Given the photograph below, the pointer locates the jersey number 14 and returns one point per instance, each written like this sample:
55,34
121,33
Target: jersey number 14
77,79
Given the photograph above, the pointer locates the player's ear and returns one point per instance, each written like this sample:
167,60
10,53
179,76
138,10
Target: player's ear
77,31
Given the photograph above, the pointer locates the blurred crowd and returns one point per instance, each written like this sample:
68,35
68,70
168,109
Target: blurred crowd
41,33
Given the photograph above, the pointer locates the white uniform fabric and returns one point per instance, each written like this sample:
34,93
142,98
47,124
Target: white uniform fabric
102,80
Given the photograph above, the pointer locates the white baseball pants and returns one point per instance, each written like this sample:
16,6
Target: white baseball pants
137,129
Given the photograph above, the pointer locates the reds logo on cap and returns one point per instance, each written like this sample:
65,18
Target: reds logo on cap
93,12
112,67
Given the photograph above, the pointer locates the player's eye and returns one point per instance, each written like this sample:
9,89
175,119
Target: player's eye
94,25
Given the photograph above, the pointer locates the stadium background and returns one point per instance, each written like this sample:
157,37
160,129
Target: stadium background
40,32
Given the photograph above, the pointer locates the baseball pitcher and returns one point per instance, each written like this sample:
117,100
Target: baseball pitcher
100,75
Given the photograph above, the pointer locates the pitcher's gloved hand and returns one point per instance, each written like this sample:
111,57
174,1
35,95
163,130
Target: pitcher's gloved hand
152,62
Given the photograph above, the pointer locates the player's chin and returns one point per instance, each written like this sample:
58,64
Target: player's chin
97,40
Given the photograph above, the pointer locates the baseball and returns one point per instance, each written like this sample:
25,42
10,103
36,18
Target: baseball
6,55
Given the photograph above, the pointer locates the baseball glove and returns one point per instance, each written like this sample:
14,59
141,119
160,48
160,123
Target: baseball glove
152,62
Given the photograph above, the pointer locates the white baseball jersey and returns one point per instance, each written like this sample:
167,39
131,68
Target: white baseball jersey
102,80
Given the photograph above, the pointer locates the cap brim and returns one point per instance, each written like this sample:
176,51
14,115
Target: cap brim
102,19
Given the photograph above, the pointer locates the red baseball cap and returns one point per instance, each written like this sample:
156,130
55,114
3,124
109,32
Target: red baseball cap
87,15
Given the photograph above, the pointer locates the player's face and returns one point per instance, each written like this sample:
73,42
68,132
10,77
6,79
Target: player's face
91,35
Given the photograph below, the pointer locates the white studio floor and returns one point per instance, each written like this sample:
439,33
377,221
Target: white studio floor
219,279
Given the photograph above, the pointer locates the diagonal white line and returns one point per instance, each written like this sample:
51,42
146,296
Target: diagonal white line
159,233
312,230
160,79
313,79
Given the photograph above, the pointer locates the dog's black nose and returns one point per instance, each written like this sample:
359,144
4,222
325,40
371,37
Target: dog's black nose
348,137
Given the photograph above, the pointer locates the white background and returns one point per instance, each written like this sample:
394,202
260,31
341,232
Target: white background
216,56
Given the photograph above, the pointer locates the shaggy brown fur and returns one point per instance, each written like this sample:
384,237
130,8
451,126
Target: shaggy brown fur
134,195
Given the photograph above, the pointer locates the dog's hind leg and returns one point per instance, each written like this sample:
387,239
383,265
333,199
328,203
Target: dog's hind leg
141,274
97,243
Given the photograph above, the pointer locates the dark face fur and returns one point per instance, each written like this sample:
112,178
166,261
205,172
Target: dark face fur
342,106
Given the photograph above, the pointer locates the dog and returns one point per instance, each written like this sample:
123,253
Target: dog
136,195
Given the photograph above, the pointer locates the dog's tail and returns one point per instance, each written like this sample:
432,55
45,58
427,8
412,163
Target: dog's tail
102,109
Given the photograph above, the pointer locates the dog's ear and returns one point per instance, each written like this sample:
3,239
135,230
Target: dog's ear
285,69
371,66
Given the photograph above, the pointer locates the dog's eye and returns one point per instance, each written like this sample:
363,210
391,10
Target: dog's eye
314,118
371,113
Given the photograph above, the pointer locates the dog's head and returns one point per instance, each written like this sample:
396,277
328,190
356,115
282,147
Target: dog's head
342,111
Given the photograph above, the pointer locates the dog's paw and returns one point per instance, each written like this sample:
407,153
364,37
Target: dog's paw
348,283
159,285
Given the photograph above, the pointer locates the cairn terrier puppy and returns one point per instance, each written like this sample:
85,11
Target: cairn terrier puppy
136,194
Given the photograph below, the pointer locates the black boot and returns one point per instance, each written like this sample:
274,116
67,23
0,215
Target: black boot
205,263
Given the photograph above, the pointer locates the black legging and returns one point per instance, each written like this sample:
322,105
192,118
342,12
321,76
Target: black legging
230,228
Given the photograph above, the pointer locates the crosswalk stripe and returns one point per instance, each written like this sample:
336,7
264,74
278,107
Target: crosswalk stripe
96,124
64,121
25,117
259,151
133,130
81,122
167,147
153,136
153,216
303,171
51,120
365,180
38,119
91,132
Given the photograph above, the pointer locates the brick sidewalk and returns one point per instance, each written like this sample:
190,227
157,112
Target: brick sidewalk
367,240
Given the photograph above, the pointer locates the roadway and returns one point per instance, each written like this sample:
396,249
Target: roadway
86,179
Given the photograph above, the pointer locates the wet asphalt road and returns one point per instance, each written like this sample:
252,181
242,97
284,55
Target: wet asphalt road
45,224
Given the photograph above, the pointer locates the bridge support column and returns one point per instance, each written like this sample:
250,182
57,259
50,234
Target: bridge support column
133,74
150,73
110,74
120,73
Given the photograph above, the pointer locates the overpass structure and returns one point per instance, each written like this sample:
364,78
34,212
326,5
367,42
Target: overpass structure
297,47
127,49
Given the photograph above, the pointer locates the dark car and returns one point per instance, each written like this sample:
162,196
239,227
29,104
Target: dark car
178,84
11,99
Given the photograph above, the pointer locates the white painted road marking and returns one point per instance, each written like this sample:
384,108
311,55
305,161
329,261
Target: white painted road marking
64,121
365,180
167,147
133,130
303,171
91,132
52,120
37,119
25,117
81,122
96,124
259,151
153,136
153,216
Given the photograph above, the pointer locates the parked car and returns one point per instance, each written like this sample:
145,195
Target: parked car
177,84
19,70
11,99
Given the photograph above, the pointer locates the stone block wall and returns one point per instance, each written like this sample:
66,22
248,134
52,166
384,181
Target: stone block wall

TASK TO COMPLETE: Show each line of the material holding "wall".

RESULT FOR THIS EXERCISE:
Given the photograph above, the pointer locates the stone block wall and returns one point per instance, each written like this sample:
Target: stone block wall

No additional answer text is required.